RECORDS TO PROCESS:

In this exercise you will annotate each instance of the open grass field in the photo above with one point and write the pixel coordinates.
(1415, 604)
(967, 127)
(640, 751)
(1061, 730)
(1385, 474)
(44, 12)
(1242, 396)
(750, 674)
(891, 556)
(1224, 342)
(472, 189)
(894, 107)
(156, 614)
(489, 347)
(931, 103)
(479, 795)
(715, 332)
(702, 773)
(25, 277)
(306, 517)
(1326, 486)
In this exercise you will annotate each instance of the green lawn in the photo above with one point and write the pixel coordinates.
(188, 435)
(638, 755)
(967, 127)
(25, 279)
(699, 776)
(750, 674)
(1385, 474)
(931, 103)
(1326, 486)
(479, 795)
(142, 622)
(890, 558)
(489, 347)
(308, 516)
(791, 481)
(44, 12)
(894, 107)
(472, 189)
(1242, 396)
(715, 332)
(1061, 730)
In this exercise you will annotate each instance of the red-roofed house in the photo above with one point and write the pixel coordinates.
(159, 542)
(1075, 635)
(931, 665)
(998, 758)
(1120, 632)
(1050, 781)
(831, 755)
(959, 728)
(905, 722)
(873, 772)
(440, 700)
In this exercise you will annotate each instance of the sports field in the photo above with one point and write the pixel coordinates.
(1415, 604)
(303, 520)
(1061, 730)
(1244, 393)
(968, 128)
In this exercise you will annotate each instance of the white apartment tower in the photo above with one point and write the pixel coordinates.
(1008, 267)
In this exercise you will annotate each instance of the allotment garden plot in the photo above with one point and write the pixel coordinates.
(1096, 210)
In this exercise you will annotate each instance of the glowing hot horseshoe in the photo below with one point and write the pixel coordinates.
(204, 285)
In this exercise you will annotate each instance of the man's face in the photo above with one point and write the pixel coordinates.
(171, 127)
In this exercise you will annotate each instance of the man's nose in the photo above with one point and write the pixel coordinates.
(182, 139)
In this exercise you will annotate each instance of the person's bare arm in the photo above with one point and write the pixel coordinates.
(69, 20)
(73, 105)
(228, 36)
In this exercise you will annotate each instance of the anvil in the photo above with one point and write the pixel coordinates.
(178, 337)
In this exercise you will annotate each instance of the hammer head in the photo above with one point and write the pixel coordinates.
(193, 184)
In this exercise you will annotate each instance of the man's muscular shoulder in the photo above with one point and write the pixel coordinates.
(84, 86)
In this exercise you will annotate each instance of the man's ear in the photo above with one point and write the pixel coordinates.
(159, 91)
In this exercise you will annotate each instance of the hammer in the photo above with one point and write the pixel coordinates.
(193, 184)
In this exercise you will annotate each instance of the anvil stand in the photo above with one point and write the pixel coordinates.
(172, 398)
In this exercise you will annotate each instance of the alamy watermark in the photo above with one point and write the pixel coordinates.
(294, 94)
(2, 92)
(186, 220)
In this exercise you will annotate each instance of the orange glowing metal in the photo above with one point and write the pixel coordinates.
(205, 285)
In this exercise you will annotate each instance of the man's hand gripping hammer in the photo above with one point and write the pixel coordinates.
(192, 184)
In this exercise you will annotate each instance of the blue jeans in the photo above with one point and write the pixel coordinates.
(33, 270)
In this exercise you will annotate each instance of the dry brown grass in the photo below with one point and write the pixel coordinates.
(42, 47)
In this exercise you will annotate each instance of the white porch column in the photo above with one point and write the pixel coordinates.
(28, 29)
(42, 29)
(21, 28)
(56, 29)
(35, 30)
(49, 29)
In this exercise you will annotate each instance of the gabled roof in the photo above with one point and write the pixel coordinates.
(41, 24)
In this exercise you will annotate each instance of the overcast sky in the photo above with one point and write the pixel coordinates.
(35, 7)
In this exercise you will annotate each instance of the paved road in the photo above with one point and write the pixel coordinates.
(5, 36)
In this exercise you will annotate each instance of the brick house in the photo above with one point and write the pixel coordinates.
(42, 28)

DIRECTIONS:
Reproduce the listing from the line containing "In this exercise you will annotate each instance of the dry" through its end, including each request, and add -70 to both the x and y value of every point coordinate.

COMPLETE OUTPUT:
In this exercise you will annotate each instance of the dry brown grass in the photo below with one point and write the pixel coordinates.
(-28, -23)
In this exercise you will annotate each instance of the white porch column in the photo above with one point and write the pixel coordinates.
(-42, -41)
(-28, -41)
(-49, -42)
(-14, -41)
(-35, -40)
(-21, -41)
In this exercise you will annotate each instance of the gabled roof in the photo above with one point and write the pixel coordinates.
(-29, -46)
In this exercise you will annotate each instance of the overcast sky in the photo above with one point and write the pixel coordinates.
(-35, -63)
In this exercise you will annotate each instance of the paved road in the photo above with one point and write the pixel coordinates.
(-65, -34)
In this exercise you will annotate each instance of the brick house in the photo above with one point and write the pixel coordinates.
(-28, -42)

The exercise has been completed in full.